**Task directions**
Your task is to give the entries back exactly, leaving nothing out.

Start of Entries supplied

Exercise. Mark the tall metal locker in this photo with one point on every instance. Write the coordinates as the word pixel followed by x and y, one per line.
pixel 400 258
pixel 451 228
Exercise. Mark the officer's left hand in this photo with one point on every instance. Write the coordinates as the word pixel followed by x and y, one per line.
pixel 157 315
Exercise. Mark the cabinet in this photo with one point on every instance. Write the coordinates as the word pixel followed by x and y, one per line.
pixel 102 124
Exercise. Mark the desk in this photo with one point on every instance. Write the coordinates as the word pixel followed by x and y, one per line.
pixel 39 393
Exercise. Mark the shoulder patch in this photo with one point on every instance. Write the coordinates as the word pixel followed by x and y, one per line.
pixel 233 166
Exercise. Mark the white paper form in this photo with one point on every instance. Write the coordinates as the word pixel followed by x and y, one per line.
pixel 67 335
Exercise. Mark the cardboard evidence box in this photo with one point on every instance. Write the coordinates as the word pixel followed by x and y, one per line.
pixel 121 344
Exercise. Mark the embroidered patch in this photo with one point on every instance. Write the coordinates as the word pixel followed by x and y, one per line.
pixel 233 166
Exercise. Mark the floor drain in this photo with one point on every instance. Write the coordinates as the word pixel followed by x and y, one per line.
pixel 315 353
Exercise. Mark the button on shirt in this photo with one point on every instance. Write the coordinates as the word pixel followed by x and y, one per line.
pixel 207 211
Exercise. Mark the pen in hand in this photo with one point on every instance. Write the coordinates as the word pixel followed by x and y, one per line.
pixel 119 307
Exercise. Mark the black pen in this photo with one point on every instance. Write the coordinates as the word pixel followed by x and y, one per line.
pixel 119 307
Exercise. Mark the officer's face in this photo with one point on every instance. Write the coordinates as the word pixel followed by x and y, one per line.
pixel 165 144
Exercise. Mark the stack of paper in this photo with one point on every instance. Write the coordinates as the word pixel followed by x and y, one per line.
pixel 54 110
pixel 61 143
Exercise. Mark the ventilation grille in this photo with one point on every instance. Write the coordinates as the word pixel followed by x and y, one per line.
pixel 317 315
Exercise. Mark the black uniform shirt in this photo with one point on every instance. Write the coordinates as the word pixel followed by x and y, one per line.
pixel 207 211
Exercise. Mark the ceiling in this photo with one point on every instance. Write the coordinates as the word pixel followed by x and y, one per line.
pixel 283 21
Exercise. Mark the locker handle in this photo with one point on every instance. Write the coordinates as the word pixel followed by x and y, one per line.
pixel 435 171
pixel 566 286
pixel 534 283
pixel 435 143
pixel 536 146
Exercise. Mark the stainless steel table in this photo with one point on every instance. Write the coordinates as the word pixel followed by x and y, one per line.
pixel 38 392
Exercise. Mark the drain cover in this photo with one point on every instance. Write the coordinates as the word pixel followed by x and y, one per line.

End of Entries supplied

**Solved problem**
Exercise. Mark the tall metal locker in this photo with one point on every instance. Write the coordinates as the word pixel followed by x and y, one per line.
pixel 400 258
pixel 451 228
Exercise. Mark the officer's left hand in this photo with one point on every instance. Write the coordinates as the word pixel followed by x and y, one per line.
pixel 157 315
Exercise. Mark the cabinet in this photo with one point on every instance. Write the coordinates as the word pixel followed by x and y, one per line.
pixel 102 124
Exercise. Mark the desk in this photo with one point on every instance. Write the coordinates as the word pixel followed by x and y, one per line.
pixel 39 393
Exercise. Mark the shoulder patch in this photo with one point on every instance. Write the coordinates as the word pixel followed by x and y, one per line.
pixel 233 166
Exercise. Mark the white paper form in this photo with one point on every instance. Write the coordinates as the word pixel followed by x and y, one per line.
pixel 67 335
Exercise. Mark the cardboard evidence box in this photo with one point on every instance. Write the coordinates as the word pixel followed by x and y, one per line.
pixel 121 344
Exercise. Mark the embroidered patch in this photo with one point on every instance. Write the coordinates as the word pixel followed by x and y, one per line.
pixel 233 166
Exercise. Mark the floor drain in this photo with one point on every instance. Write the coordinates as the word pixel followed by x and y, one per line.
pixel 315 353
Exercise. Mark the button on shirt in this photo with one point on every instance. Write the coordinates as the word pixel followed by x and y, one per line.
pixel 207 211
Exercise. Mark the pen in hand in this photo with one point on every instance. Write the coordinates as the word pixel followed by x and y, one per line.
pixel 119 307
Exercise. Mark the black pen in this photo with one point on every instance. Write the coordinates as the word pixel followed by x and y, one per line.
pixel 119 307
Exercise. Mark the officer's face in this photo with one point on every instance. Write the coordinates as the word pixel followed by x and y, one per line.
pixel 165 144
Exercise. Mark the stack of paper in this photo with one point on every instance. Write the coordinates as the word pixel followed by x and y, one per line.
pixel 54 110
pixel 61 143
Exercise. Mark the ventilation grille in this photo with one point on every instance. Write the coordinates as the word pixel followed by x and y, one per line.
pixel 317 315
Exercise. Mark the black uniform shirt in this photo with one point on every instance. Write the coordinates as the word pixel followed by x and y, one per line.
pixel 207 211
Exercise. Mark the ceiling in this photo with one point on every instance. Write the coordinates as the word pixel followed by x and y, one per line.
pixel 283 21
Exercise. Mark the locker handle in this photo with one point on every instance. Write the coordinates as the word pixel followed by x and y, one per line.
pixel 435 171
pixel 566 286
pixel 534 283
pixel 435 143
pixel 536 146
Exercise. Mark the stainless steel table in this photo with one point on every instance. Write the coordinates as the word pixel followed by x and y, one per line.
pixel 38 392
Exercise. Mark the drain cover in this photo with one point on every instance. Write the coordinates as the word pixel followed by x and y, one per line.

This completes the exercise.